(TEXT PROVIDED)
[127] Meaningless Means #4: Correcting Scientific Misinformation

Before we got distracted by things like being sued, we had been working on a series called Meaningless Means, which exposed the fact that meta-analytic averaging is (really) bad. When a meta-analysis says something like, “The average effect of mindsets on academic performance is d = .32”, you should not take it at face value. You should take it as evidence that there are numbers.

Such averages are rendered meaningless by a spate of problems, of which we’ve focused on two:

1. Meta-analyses almost always include bad studies – those that are poorly designed, confounded, bad tests of the meta-analytic hypothesis, plagued by errors, etc. – and averaging bad studies together with good (or bad) studies will produce a bad average.

2. Meta-analyses almost always include studies that are very different from each other, that test different specific hypotheses. Averaging across such different studies gives you a meaningless mean. For example (from Colada [105]), one study might examine whether people eat more when you give them more to eat, whereas another might test whether reminding people to go to sleep on time makes them sleep longer. Although at a very abstract level both studies might be testing a broadly similar hypothesis [1], at the concrete level of what-was-actually-studied they test two very different hypotheses. Averaging across these studies makes no sense, for that average is not meaningful. You may as well average your height with the word count of your dissertation and send the result to a top-tier journal (“A Meta-analysis of Me”).

(SUPPLIED DATA)
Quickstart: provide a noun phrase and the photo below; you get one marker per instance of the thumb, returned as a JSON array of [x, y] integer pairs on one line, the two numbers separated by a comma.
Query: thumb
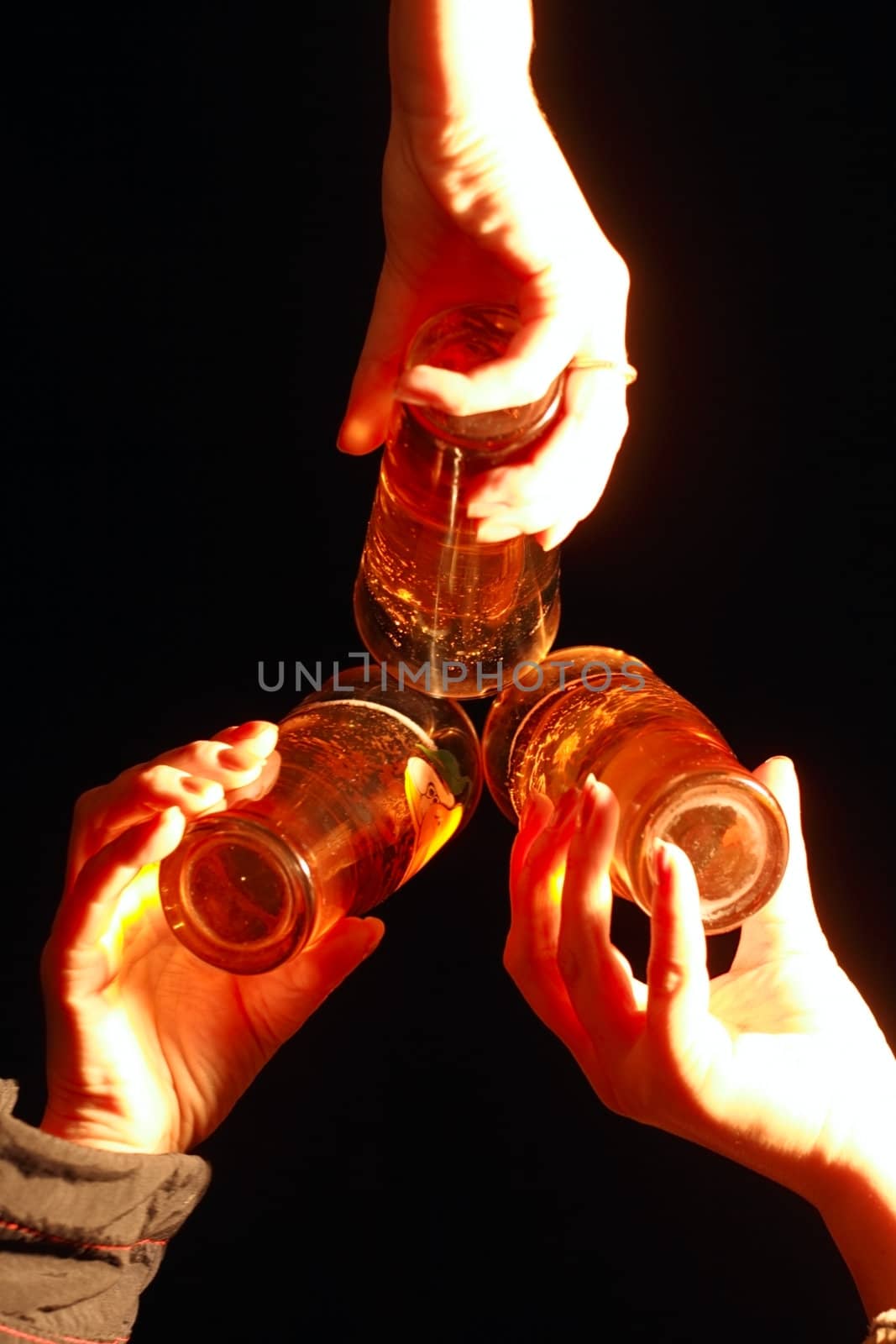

(CHALLENGE)
Carry the piece on meta-analytic averaging forward from its final sentence.

(SOLVED EXERCISE)
For more about this, check out our introduction to this series (Colada [104]), as well as our subsequent posts. Here my purpose is to discuss another example, one that provides a stark illustration of the problem of averaging across different kinds of studies [2].

Do People Correct For Scientific Misinformation?

Imagine someone is on a diet. They wanted to lose 10 pounds but they “only” lost 5. You could consider what the diet accomplished and call it +5 pounds of weight loss. You could consider what the diet didn’t accomplish and call it -5 pounds of failed weight loss.

But what you’d never ever do is average what the diet accomplished (+5 pounds of weight loss) with what the diet didn’t accomplish (-5 pounds of weight loss), and then conclude the diet had no effect. That wouldn't make much sense…

***

In June 2023, Nature Human Behaviour published, “A meta-analysis of correction effects in science-relevant misinformation” (.htm). The paper’s abstract presents a dire conclusion [3]:

“attempts to debunk science-relevant misinformation were, on average, not successful (d = 0.11, p = .142).”

I’m here to tell you that maybe things are not so dire.

To obtain that result, the meta-analysis did what almost all meta-analyses do: they averaged effects from very different studies [4]. In this case, the meta-analysis averaged together what an intervention accomplished with what it didn't accomplish.

When you present people with misinformation and then tell them that it’s wrong, you can measure two different outcomes:

How much people correct their beliefs (coded positively)
How much their misinformed beliefs persist (coded negatively)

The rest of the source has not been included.